## EXERCISE MATERIALS:

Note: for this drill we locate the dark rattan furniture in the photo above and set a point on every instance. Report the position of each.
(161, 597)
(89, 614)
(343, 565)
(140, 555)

## WHAT IS NEEDED:
Render every row above as a two-column CSV with the headers request and answer, one line per row. Put each row's text and its answer in their own quoted field, with any line breaks replaced by spaces.

## SOLVED PROBLEM:
request,answer
"Note: for this drill we locate the dark rattan furniture in the photo above and set a point on every instance. Report the position of each.","(161, 597) (89, 614) (343, 565) (140, 555)"